Come prosegue il testo sul consumo di droga e l'intervento dello Stato? Scrivine il seguito, cominciando subito dopo la sua ultima frase.

**TESTO DI PARTENZA**.

####

Ad avallare una sorta di indifferenza di Stato verso la scelta tossicomanica non vale l'osservazione secondo cui é necessario rispettare la libertà di chi sceglie di consumare droga, poiché costui al massimo danneggia se stesso, ma non gli altri. Possono richiamarsi, per analogia, le considerazioni svolte dalla Corte costituzionale di fronte alle eccezioni sollevate da giudici di merito contro la legge 11 gennaio 1986, n. 3, che impone ai motociclisti di indossare il casco; con la sentenza n. 180 del 16 maggio 1994 la Corte ha ritenuto infondata la tesi dell'ingerenza dello Stato nei diritti del cittadino, che deriverebbe dal fatto che ad andare in giro senza casco non si mette a repentaglio l'incolumità altrui, ma soltanto la propria, e quindi imporre l'uso del casco limiterebbe la libertà di circolazione, e piú in generale di estrinsecazione della personalità. La Consulta ha risposto che la salute dell'individuo costituisce al tempo stesso, in base all'articolo 32 della Costituzione, interesse della collettività, sí che va apprezzato nella specie l'intervento del legislatore, anche perché gli incidenti stradali hanno un costo per l'intera società. La logica seguita per l'obbligo di indossare il casco vale, a maggior ragione, per l'imposizione dell'obbligo di non fare uso di droga.

####

**DATI FORNITI**.

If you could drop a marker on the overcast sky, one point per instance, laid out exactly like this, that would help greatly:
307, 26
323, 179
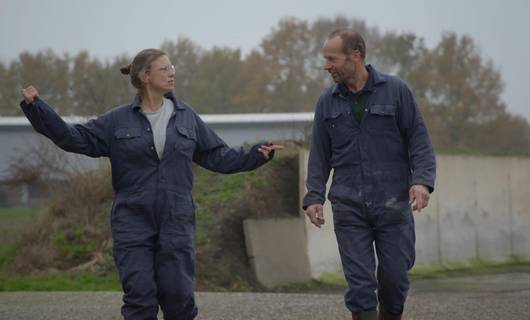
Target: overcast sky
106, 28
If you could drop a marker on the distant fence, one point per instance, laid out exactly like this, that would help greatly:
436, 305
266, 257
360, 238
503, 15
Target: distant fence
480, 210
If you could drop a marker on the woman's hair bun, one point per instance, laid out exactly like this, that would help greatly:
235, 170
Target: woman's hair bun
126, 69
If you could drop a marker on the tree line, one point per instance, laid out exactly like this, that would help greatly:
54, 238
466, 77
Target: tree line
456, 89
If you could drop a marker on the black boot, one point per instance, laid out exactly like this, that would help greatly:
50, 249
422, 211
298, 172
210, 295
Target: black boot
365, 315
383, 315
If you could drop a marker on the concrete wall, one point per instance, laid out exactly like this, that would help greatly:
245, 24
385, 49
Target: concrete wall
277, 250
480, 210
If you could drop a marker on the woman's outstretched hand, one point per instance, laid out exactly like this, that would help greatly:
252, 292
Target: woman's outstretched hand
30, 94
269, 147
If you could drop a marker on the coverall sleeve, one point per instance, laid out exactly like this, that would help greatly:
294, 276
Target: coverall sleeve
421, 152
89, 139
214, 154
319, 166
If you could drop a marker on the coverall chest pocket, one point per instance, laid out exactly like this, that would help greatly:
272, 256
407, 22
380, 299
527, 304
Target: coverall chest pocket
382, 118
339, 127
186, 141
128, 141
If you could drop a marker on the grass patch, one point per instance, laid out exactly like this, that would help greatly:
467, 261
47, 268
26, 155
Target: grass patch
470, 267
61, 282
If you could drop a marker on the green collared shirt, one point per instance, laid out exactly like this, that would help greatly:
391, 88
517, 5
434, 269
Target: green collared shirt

####

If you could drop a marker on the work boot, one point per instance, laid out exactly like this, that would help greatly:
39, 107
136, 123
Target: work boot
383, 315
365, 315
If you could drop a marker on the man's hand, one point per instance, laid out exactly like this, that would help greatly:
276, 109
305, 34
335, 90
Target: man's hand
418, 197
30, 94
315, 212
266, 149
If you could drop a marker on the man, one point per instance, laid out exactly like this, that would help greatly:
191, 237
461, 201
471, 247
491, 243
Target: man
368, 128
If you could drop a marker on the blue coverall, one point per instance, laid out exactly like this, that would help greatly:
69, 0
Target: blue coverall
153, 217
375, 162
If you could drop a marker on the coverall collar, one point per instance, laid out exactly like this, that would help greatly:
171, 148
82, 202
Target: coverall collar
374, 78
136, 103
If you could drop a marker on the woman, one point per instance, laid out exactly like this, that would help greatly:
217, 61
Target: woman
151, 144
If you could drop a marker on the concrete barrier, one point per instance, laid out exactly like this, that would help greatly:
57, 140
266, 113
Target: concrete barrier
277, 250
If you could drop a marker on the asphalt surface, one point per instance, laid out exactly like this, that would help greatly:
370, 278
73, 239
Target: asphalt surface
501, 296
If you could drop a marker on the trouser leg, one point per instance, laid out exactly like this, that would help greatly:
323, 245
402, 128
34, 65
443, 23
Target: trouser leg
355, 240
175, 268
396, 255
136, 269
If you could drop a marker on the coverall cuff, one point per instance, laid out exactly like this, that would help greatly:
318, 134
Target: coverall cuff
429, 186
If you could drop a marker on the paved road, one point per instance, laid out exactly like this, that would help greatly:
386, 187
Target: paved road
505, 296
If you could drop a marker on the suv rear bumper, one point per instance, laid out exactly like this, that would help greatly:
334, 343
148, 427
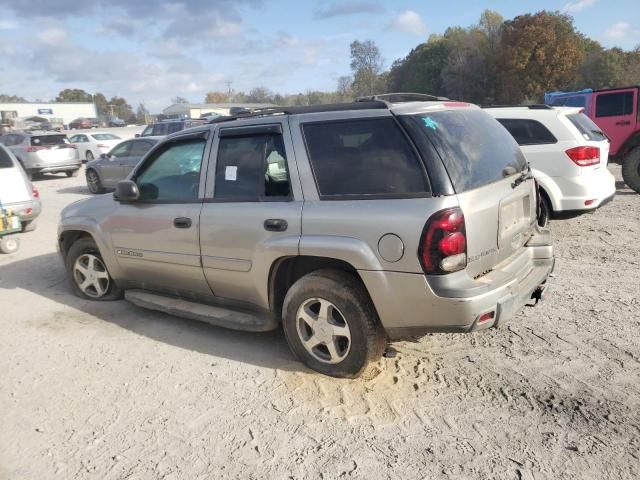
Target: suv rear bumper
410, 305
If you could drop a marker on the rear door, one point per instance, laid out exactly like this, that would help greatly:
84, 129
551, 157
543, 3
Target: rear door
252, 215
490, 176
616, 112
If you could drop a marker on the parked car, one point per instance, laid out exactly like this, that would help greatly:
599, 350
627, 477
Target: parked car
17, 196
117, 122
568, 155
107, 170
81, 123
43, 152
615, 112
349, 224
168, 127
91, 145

####

**RISPOSTA ATTESA**.
Esistono peraltro precisi vincoli di ordine internazionale. La Convenzione unica sugli stupefacenti adottata a New York il 30 marzo 1961, emendata dal Protocollo di Ginevra del 25 marzo 1972 (di cui alla legge 5 giugno 1974, n. 412), e la Convenzione sulle sostanze psicotrope adottata a Vienna il 21 febbraio 1971 (di cui alla legge 25 maggio 1981, n. 385), obbligano gli Stati sottoscrittori, fra i quali é l'Italia, a considerare illecita anche la detenzione di stupefacenti per uso personale non terapeutico. Il richiamo alla responsabilità della persona, e non all'indifferenza di Stato rispetto alla sua scelta di drogarsi, é stato ritenuto dai giudici di palazzo della Consulta in ripetute occasioni conforme ai precetti costituzionali: nella sentenza n. 333 dell'11 luglio 1991, per esempio, si sottolinea che prevedere co me reato - in base alla versione originaria del testo unico approvato con decreto del Presidente della Repubblica n. 309 del 1990 - la detenzione di sostanze stupefacenti per uso personale in misura superiore alla dose media giornaliera risponde all'esigenza di rendere estremamente improbabile che il detentore possa spacciare, o anche solo cedere a terzi, la sostanza detenuta, e di limitare l'accumulo di droga per uso personale al fine di contrastarne il traffico illecito, "costretto dalla parcellizzazione della domanda a moltiplicare i rivoli dell'ultima fase dello spaccio".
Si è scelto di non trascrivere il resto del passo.